*WHAT THIS EXERCISE ASKS*.
1. Rewrite the comments on scrip between "He had his own" and "be spent there.", inclusive, changing "scrip" to "local currency".
2. List every person whom the discussion of scrip mentions by name.
3. Extend the discussion of scrip and company towns past its final comment.

*EXTRACT PROVIDED*.
## begin

My Dad grew up during the great depression (born in 1920). He never mentioned script at all, and I doubt he ever used it. What I do remember though was he and friends that grew up during the same period would use favors a lot "I won't take your money, lets just say you owe me one", even 60+ years after the Great Depression.
He had his own business and obviously cared about money, but I think there is a side to every business owner that realizes money is a tool. Real value is in actual goods and services that money helps buy. If you can get those goods and services by trading favors, you're just as well off as getting them by working for dollars and paying cash (possibly better off if you consider favors are less likely to be targeted by the IRS than actual cash is).
"money has to be pretty short before people start trying to mint their own."
Not necessarily. I seem to recall experiments in small towns using scrip in recent years, before the current crisis. The reason the towns used scrip wasn't because of a lack of access to U.S. dollars, but to keep more business in town, since the scrip could only be spent there.
Hasn't every (left-wing) college town in the country tried this? I think you're over-reading to find a connection to our current difficulties.
Scrip is big with the Jewish schools in the DC, Baltimore, and New York areas. The scrip can only be used at the verious participating stores (mostly kosher grocery stores). Not being either a student or a parent, I haven't put in the time to understand the economic incentive here, but it might be an interesting model. I know that in this context it's been around for the past couple of decades.
Paul Krugman had a fascinating article on his experience with scrip (specifically, a baby-sitting co-op in which he participated and which used a form of scrip as a payment system). He wrote an essay about it in Slate.
Google 'local currency' or 'community currency'. Calgary Dollars have been in circulation here since the early 1990s, and I know that other cities have similar community scrips in place (New York, Tokyo, London, etc). There's nothing inherently progressive or libertarian about them, although most of the groups that print the currencies have some sort of agenda. They're just ways of trying to keep economic activity local.
Nelson is correct- the IRS and state revenue departments will frown on the use of scrip on more than a token scale unless there is a system of converting to dollars to calculate income and sales taxes.
But Megan is correct- scrip offers real life laboratories for monetary studies. As for company town scrip, I would offer this interpretation- scrip was used so that the companies could tax the employees, not so that they would shop in the company stores. The stores were set up to collect the tax and to give value to the scrip.
In my neck of the woods, folks are bartering. Trading needed skills and commodities instead of cash, and frequently doing it off the books. Love how it levels out the value of people's time. Someone might offer to come shovel our driveway in exchange for a music lessons, for instance. Nice way to do business.
I seem to recall something about company towns being built in the middle of nowhere (primarily for access to natural resources). The company provided stores and housing for practical reasons. The employees needed housing and everyday goods that otherwise wouldn't be available at the time the factory was built and needed some way to get them. If the company could reduce its total costs by paying employees in script good at the company store, instead of dollars, so much the better.

## end

*DATA*.
## begin

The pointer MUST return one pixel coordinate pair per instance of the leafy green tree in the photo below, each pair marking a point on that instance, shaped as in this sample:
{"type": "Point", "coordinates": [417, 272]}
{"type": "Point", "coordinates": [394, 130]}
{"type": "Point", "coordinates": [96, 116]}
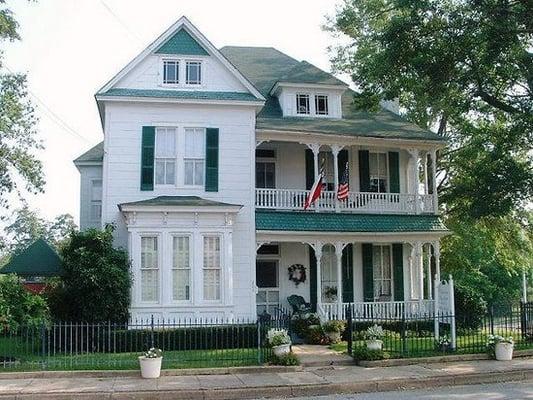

## end

*EXERCISE RESPONSES*.
1.
He had his own business and obviously cared about money, but I think there is a side to every business owner that realizes money is a tool. Real value is in actual goods and services that money helps buy. If you can get those goods and services by trading favors, you're just as well off as getting them by working for dollars and paying cash (possibly better off if you consider favors are less likely to be targeted by the IRS than actual cash is).
"money has to be pretty short before people start trying to mint their own."
Not necessarily. I seem to recall experiments in small towns using local currency in recent years, before the current crisis. The reason the towns used local currency wasn't because of a lack of access to U.S. dollars, but to keep more business in town, since the local currency could only be spent there.

2. Paul Krugman, Nelson, Megan

3.
As time went on, the need for the company store and company provided housing diminished.
David, what you're referring to is called scrip, but isn't the same thing. It's basically just buying gift certificates through the school and the school gets a cut. It's more like using an Amazon Affiliate link than scrip.
The northern neighbors have been doing it on a broad scale for years -- see also, Canadian Tire Money.
As friends above note, local currencies crop up all over the place pretty well regardless of the phase of the business cycle; and never get very important. Some formal advice I gave about them still seems to hold: "They do little harm, so there are no good grounds for discouraging them. They do little good, so there are no adequate grounds for encouraging them."
The case that fascinates me (from time to time), and should interest libertarians, is the one where a scrip had a perfect opening, but did not appear. Back in 1978, all the banks in Ireland were on strike and closed for about six months. What circulated were personally drawn and usually multiply endorsed cheques. Were these cheques more trustworthy than formal scrip? Why?
Check this out:
Prisons and POW camps use tins of mackerel as private currency.
http://www.marginalrevolution.com/marginalrevolution/2008/10/the-economic-or.html
Craigslist makes a huge chunk of barter obsolete. In effect, that level of information sharing is equivalent to a liquidity injection.
Scrip wasn't merely used in "company towns"... it was used all across North America during settlement to cope with the problem of maintaining commerce during the routine financial panics of the unregulated banking era, mercantilism during the time of bullion standards, and general isolation from financial and business centers.
http://en.wikipedia.org/wiki/Early_Canadian_banking_system
Ithaca Hours are the most famous local currency, which are legal coz they're directly convertible to USD.
http://en.wikipedia.org/wiki/Ithaca_Hours
Disney dollars are somewhat similar. Much of the historic scrip was issued by general stores, or as stuff like pub tokens or subway tokens.